▶ **Records of labeled points**:
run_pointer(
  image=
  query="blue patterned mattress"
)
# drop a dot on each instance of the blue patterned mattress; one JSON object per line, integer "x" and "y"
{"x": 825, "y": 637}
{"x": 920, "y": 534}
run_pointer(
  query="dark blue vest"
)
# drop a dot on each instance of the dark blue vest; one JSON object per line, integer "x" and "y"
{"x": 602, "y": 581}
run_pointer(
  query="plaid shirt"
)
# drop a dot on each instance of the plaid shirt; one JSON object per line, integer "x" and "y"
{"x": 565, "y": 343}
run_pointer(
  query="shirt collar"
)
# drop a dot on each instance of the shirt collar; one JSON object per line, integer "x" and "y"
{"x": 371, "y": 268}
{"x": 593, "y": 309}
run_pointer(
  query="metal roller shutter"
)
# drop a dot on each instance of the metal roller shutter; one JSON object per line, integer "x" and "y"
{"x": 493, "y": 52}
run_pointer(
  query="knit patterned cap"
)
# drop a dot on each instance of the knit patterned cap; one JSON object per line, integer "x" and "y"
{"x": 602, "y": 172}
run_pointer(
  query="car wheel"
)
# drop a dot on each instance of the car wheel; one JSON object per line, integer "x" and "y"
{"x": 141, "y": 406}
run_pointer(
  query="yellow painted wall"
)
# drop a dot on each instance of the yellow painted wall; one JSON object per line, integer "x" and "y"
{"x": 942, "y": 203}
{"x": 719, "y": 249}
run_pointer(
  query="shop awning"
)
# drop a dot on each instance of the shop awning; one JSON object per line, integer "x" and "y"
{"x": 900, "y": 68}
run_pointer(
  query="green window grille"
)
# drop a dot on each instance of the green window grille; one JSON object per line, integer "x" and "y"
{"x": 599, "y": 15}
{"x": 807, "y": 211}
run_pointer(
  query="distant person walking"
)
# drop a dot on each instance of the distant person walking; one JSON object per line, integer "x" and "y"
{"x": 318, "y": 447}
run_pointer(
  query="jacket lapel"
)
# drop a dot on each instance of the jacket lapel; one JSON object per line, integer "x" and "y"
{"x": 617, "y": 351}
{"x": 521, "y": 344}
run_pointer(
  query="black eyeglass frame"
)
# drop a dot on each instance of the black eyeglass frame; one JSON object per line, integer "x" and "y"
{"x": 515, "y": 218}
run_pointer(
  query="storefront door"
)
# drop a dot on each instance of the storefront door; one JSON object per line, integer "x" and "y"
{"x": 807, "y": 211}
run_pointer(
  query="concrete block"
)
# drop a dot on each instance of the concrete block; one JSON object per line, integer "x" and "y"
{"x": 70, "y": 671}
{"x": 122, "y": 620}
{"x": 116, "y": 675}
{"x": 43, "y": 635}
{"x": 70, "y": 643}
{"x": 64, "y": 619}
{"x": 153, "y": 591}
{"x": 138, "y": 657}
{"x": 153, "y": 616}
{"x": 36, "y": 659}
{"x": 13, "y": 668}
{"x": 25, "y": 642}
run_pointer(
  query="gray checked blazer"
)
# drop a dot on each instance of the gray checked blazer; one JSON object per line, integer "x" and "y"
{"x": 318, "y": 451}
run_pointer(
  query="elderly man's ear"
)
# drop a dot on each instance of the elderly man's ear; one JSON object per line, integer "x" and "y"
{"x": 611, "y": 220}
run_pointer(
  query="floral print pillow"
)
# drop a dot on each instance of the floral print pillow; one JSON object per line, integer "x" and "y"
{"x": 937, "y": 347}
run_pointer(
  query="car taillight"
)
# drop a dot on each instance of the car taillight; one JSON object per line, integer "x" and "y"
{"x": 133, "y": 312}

▶ **EXERCISE GOAL**:
Which lines in the records contain the string "knit" with the same uppercase and lowercase letters? Select each of those lines and copy it out.

▶ **FULL ANSWER**:
  query="knit patterned cap"
# drop a dot on each instance of the knit patterned cap; one JSON object per line, integer "x" and "y"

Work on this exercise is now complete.